#### REQUEST 1
Which website do both replies in the forex thread recommend for learning more?
#### REQUEST 2
Write the next part of the forex thread, picking up after its last sentence.

— START QUOTED TEXT —

This may seem like a bunch of stupid questions, but I'm new to Forex Trading and trading in general and I'm trying to cement in mind if I am allowing enough funds to cover a position  that I was thinking about.  (I think position is the word I'm looking for?)

Here is what I have been thinking about;


-want to trade AUS/USD

- if I purchase $1,OOO,OOO usd at 200:1 leverage at .5% would 20k be enough money to hold my position if the USD dollar rises against me by 3 cents?

- how long can I hold my position if I did not want to put a stop/loss in there.  Is this an indefinite thing, or at some point am I forced to sell off or lose it all?

- if I hold this position for lets say 6 months, do the brokers charge me any negative interest because the USD has lower interest rates than the AUS?

- are there any other charges that creep up on a daily basis whilst I'm hanging on hoping for things to move in my favour?


I think that is all that has been bugging me for quite some time now. Thanks for any help on this.


----------



## Tanaka (7 September 2010)

I recommend you do the free online course @ http://www.babypips.com/

Forex didn't fully make sense to me until I did it, and it's FREE!


----------



## Helliune (8 September 2010)

Hmm, ok. I'm quite new to forex myself, but I am finding that I love carry trading, so I might be able to answer these questions.

Remember firstly though, each broker can have their own individual fees and charges and can be different to one another. There might also be individual difference in brokers as to how they handle overnight trades (trades kept open over night or longer). You need to read the fine legal print they give you upon your request to know what those charges are. Please keep all that in mind while reading the rest of my post.

The rest of this post assumes that you have a broker where the broker has no hidden charges and doesn't have charges that are unusal from the 'norm':

So you want to trade AUDUSD. Because Australia has a larger interest rate to the US, if you buy (go long) AUDUSD you will receive swap / rollover each day that you hold onto the trade.  If you sell (go short) AUDUSD then you will pay swap / rollover each day that you hold onto the trade.

If my maths is right, a 1,000,000 size trade at 200:1 will require 1,000,000 / 200 = 5,000... $5,000 in your account. For 10 standard lots (which equals 1,000,000 units) 1 pip movement = $100. A price movement of 3c against you (which is I belive 300 pips) will result in a loss of $30,000 USD. So $20,000 wont be enough. If you did this with $20,000 in the bank, you'd get a margin call and probably loose the whole $20,000. Different brokers have different rules as to how they deal with this situation and when they deal with it. You'll need to read the fine print to find out.

If you dont suffer a margin call, then you should be able to hold it 'indefinitely'.

Based on the 'norm' for brokers, swap / rollover should be the only thing that should affect your trade on a daily basis while it is open.

Like the post above me, I also strongly suggest babypips.com as a place to learn more about how to make forex work for you.

If you are seriously considering creating a big trade and holding it using most of your capital without any stop loss, then I strongly suggest you learn a lot more before doing it.

— END QUOTED TEXT —
— START MATERIAL SHOWN —

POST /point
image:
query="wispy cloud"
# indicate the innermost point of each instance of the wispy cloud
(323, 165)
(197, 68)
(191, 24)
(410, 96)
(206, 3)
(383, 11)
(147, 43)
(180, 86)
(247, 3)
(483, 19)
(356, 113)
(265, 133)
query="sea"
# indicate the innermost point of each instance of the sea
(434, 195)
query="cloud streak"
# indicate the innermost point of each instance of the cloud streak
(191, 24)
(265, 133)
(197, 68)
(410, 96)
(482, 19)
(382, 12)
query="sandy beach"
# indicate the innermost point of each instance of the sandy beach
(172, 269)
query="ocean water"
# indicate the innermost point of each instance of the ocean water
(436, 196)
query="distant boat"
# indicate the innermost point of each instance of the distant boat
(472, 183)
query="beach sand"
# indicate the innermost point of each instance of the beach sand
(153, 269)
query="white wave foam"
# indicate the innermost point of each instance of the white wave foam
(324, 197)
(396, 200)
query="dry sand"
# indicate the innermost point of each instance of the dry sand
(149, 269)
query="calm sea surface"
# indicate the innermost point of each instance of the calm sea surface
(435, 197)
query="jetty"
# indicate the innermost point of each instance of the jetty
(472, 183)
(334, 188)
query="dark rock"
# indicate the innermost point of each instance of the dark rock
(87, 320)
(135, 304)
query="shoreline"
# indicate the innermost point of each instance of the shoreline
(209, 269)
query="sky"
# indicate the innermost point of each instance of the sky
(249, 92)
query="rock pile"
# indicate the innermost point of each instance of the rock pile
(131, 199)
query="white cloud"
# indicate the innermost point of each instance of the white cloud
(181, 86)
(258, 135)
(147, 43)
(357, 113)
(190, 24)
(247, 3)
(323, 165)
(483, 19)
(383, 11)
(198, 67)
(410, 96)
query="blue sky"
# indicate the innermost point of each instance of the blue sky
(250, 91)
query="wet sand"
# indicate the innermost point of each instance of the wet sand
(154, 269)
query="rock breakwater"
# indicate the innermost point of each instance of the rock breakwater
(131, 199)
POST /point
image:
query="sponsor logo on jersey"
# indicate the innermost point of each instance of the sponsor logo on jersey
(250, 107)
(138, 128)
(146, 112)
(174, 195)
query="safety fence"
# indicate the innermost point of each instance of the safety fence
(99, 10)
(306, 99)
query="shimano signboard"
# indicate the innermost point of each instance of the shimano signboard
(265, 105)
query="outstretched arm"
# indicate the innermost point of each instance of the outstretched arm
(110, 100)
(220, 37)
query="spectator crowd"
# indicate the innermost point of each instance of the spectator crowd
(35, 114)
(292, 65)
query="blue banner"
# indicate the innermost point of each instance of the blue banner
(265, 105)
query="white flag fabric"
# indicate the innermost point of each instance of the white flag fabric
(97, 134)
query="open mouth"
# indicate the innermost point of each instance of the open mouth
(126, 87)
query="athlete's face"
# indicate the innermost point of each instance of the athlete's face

— END MATERIAL SHOWN —

#### TASK RESULT 1
babypips.com

#### TASK RESULT 2
I'd recommend that you start with a demo account with the same amount you intend on starting with ($5,000 or $20,000 or whatever) and then run your idea using the demo account and see how it goes. It might scare you into learning more before preceeding.

Remember - it's easier to loose money than it is to make it. As a result, money management is, in itself, actually a profitable thing to do.

If my maths or anything I have said is wrong in any way, could someone prompty correct me. I really dont want to mislead the OP.


----------



## klrman (8 September 2010)

Helluine, I really appreciate you taking the time to answer this for me.  I am on babypips, but these things were running through my mind and I just needed to throw it out there.  

If I can hold on to a trade as long as I want without having a margin call against me, then that is what I would really like.  So far, I have talked to one broker and he told me I can not be out more than what is in my account, but when I read the fine print, it states I can lose all the money in my account and much more, so finding an honest broker and outfit who doesn't lie and an outfit that doesn't trade against my trade has been the biggest challenge after reading all the pro's and con's of each of them. 

Do you think  you could explain your sentence below in a way I could understand it better?  I think what you are saying is that if I buy AUDUSD I will be paying interest on what I buy when I sell?  So if I understand correctly, USD is paying around .5% and AUS is paying around 4%, so if I hold on with leverage 1mil USD, does that mean after lets say, 6 months, I will be have 2% of lmil USD charged against me, or $20,000 USD?

"Because Australia has a larger interest rate to the US, if you buy (go long) AUDUSD you will receive swap / rollover each day that you hold onto the trade. If you sell (go short) AUDUSD then you will pay swap / rollover each day that you hold onto the trade."


----------



## Helliune (8 September 2010)

klrman said:


> Do you think  you could explain your sentence below in a way I could understand it better?  I think what you are saying is that if I buy AUDUSD I will be paying interest on what I buy when I sell?  So if I understand correctly, USD is paying around .5% and AUS is paying around 4%, so if I hold on with leverage 1mil USD, does that mean after lets say, 6 months, I will be have 2% of lmil USD charged against me, or $20,000 USD?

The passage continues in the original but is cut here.